• [Records from a collection]:
****************

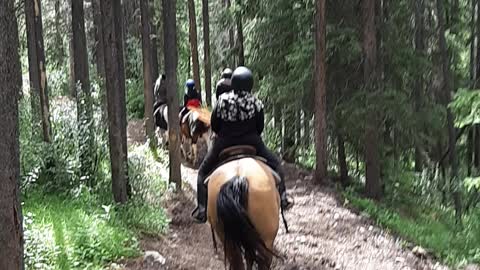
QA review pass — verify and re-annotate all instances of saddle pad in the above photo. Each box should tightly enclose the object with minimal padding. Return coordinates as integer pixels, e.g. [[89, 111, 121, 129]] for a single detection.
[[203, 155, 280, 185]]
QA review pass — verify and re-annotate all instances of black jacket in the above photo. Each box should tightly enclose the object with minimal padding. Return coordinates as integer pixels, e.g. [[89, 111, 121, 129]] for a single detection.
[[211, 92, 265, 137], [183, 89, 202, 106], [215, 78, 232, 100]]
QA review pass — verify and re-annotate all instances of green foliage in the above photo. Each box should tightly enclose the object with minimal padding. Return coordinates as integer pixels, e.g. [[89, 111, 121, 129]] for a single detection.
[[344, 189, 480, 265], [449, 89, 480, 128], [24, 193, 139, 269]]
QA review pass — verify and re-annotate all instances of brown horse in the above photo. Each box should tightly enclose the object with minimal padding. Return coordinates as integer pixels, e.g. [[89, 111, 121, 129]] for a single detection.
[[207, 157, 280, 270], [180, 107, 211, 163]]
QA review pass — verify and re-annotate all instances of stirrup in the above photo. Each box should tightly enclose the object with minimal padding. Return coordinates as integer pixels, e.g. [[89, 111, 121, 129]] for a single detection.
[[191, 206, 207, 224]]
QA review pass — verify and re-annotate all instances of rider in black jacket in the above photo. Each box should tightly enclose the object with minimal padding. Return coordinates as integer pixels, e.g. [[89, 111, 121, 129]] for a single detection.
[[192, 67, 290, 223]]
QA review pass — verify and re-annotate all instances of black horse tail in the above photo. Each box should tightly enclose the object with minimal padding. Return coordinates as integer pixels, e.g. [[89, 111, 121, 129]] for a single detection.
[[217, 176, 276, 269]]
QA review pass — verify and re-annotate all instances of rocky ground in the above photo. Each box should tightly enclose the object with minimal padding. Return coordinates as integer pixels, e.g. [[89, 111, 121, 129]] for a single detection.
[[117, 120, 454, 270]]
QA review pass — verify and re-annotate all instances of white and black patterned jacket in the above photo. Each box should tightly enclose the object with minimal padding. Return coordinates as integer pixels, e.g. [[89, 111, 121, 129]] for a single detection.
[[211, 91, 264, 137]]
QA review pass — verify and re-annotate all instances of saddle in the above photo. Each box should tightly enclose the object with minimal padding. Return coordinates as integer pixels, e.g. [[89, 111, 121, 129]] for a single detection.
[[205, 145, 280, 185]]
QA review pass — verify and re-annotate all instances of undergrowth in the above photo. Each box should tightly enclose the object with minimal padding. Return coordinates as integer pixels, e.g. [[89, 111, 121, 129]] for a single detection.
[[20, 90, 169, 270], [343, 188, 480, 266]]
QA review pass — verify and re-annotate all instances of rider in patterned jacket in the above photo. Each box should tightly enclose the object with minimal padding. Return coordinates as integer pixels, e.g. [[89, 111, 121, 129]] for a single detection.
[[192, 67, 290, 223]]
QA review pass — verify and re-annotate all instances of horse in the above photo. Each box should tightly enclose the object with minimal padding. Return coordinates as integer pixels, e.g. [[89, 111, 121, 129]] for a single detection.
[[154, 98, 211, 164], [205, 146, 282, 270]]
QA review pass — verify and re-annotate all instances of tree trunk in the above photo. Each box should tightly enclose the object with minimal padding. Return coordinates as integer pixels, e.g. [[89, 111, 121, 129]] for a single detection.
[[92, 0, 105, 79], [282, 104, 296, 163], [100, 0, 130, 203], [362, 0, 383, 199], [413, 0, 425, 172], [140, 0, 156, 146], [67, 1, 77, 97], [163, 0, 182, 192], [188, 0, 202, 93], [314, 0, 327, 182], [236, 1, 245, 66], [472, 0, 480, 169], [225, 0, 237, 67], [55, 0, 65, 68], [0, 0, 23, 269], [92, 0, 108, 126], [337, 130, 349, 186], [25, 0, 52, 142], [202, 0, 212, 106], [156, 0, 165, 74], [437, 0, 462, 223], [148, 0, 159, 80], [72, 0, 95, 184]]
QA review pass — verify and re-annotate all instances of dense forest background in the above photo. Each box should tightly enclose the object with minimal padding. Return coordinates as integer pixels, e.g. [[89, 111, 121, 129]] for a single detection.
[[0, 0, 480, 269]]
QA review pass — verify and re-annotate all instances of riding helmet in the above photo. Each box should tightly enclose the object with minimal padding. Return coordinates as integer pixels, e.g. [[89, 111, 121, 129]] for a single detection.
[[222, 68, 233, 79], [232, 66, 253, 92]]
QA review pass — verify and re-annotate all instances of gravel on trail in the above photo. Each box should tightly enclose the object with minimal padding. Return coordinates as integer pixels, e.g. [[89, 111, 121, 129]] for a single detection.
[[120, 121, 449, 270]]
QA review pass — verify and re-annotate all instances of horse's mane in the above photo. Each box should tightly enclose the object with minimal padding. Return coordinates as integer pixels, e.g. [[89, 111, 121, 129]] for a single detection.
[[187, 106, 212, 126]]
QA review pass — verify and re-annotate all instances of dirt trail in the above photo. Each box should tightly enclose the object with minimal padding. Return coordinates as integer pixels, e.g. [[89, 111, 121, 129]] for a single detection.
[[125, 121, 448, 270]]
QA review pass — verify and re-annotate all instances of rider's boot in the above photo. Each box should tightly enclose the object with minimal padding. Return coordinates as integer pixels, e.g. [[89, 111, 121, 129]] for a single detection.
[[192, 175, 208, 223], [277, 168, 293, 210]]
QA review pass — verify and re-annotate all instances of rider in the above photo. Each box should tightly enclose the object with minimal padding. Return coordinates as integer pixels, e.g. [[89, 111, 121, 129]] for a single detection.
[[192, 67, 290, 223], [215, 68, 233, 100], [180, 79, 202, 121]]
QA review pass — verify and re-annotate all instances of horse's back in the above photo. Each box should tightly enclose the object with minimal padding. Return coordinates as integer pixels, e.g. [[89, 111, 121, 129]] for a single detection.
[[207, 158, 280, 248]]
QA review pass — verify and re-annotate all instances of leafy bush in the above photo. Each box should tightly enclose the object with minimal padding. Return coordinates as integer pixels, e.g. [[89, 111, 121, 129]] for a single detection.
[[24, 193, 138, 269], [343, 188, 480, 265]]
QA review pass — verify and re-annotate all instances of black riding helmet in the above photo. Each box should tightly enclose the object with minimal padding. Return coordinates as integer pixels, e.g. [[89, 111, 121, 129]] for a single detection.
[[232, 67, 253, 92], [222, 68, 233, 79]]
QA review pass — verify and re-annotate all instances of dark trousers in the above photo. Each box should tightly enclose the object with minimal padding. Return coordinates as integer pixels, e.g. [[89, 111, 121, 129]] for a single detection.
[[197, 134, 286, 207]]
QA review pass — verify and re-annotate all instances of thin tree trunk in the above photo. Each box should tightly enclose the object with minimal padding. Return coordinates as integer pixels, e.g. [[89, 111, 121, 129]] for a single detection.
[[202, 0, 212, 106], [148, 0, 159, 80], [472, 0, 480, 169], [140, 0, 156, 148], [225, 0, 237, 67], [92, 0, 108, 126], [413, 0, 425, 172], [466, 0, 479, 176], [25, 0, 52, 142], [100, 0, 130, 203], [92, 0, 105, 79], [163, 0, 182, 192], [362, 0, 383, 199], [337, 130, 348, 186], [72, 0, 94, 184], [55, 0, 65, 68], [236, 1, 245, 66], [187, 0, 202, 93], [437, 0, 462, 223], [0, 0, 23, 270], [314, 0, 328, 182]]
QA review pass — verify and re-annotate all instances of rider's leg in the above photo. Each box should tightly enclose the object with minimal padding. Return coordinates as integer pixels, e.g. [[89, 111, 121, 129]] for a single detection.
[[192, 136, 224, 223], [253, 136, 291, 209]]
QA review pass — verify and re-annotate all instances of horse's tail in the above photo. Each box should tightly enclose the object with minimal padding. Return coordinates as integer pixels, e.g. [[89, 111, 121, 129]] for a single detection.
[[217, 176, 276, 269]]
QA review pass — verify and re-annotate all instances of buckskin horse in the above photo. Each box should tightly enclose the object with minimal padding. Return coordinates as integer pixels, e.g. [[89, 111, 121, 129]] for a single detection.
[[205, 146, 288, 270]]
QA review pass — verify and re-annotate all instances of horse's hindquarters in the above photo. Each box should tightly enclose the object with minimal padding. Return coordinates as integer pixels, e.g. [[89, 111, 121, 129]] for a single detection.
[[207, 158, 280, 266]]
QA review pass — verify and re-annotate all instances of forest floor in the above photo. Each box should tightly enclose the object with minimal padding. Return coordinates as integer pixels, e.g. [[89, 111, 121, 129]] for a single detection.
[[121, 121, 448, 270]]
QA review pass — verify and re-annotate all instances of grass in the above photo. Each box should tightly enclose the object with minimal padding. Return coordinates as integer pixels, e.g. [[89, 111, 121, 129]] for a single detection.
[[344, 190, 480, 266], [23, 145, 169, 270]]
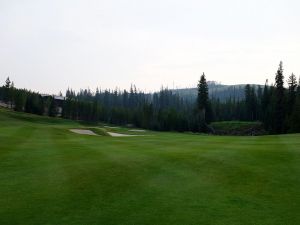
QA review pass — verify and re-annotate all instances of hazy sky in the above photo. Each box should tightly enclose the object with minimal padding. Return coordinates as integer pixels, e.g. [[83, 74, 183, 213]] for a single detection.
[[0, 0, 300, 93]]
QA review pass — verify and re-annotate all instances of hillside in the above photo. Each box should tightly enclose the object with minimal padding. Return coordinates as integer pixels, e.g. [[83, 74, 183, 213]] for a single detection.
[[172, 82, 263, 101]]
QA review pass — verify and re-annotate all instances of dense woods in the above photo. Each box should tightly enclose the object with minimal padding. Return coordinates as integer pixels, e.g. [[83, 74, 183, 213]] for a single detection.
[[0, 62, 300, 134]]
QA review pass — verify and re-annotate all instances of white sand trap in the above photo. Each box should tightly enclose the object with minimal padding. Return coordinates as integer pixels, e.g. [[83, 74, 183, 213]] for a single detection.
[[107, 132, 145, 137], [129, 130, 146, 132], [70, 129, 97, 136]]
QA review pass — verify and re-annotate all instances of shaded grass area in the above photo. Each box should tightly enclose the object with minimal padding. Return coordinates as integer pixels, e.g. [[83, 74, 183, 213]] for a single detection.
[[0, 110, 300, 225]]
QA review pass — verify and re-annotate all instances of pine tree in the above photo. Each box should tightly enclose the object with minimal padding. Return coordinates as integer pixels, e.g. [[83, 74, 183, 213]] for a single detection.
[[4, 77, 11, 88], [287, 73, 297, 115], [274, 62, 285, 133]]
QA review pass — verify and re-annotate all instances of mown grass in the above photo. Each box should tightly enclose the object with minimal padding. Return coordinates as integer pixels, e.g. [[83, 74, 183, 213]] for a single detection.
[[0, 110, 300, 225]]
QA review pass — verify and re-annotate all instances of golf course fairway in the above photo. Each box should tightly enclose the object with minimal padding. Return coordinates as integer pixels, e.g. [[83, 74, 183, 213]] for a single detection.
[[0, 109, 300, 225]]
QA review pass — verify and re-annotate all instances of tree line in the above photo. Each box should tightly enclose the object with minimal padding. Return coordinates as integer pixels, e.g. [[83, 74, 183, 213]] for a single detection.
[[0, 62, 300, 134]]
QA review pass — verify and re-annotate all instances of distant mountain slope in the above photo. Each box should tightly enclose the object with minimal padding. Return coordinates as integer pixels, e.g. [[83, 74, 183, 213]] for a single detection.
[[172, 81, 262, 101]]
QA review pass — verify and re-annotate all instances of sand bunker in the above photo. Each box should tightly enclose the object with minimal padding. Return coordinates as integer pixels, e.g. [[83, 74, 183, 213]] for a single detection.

****************

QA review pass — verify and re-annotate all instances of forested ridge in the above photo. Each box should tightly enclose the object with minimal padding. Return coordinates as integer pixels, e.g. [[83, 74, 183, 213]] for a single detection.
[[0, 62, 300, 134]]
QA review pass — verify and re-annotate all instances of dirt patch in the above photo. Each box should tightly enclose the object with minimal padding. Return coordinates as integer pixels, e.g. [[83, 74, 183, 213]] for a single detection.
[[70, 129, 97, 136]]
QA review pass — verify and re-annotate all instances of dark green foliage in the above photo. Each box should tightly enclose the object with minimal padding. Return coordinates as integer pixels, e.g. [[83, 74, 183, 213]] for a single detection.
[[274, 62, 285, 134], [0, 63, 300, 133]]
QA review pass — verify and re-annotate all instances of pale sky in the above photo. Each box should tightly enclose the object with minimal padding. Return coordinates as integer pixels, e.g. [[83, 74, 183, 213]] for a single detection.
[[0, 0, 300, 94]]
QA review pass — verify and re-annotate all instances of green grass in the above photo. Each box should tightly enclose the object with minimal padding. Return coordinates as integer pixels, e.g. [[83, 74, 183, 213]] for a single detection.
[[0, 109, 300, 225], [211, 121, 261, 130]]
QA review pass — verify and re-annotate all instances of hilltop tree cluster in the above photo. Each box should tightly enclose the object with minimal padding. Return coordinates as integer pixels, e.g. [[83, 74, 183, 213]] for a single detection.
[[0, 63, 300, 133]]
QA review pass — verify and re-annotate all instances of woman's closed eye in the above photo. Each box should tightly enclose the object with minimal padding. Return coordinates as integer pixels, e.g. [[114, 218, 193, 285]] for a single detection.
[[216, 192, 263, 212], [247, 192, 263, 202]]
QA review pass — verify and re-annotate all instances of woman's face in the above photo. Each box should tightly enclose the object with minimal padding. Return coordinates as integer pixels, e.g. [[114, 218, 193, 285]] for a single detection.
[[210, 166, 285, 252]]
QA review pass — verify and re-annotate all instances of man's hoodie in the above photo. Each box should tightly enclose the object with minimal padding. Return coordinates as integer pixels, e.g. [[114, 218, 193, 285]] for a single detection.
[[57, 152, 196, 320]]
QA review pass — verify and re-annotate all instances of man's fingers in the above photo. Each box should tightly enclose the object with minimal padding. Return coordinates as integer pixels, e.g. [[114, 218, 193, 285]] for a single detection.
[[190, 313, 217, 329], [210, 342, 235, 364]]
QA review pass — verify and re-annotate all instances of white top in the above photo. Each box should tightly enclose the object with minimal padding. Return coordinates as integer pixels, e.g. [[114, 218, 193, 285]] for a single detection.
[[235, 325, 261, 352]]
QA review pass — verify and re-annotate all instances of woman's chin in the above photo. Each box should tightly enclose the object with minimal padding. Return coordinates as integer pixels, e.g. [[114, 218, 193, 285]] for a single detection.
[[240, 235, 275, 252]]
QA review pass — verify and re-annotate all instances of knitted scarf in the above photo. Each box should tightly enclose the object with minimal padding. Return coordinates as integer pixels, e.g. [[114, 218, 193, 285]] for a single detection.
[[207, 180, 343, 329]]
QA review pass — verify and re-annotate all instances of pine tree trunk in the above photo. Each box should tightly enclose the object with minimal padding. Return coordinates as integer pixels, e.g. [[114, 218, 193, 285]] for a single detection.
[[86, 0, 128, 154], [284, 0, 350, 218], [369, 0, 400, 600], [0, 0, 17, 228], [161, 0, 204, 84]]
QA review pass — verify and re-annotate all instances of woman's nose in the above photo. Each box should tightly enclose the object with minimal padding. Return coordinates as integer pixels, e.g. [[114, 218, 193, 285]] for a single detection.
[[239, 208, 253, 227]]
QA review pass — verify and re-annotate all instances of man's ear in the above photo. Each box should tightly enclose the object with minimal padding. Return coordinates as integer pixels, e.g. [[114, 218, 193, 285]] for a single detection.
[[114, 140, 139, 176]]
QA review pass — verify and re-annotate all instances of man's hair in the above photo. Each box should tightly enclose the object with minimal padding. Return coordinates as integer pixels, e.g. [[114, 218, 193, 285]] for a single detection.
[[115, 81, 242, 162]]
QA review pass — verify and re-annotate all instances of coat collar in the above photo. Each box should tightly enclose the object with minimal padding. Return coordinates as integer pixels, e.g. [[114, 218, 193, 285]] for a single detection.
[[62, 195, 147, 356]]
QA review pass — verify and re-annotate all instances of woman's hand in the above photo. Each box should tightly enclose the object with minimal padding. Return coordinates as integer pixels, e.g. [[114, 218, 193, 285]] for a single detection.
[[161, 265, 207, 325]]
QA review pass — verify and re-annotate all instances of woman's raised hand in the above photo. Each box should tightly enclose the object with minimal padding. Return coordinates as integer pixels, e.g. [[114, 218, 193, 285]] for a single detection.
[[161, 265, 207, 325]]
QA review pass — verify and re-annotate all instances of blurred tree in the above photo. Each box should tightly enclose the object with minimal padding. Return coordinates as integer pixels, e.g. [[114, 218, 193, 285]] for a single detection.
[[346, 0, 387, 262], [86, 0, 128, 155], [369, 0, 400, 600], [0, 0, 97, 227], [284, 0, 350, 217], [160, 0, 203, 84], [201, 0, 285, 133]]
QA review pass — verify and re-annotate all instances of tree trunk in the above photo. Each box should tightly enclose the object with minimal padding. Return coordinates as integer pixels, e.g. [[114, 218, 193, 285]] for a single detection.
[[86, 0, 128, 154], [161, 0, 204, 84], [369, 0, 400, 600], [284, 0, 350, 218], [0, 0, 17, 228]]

****************

• [Exercise task]:
Write out everything in the records from the line containing "of saddle pad" down to the line containing "[[203, 155, 280, 185]]", copying each line exactly.

• [Reply to the task]:
QA review pass — verify and re-annotate all instances of saddle pad in the above photo. Each box should tightly enclose the object with minimal padding. Return coordinates as integer pixels, e.g. [[89, 111, 121, 129]] for a single detection.
[[203, 155, 280, 185]]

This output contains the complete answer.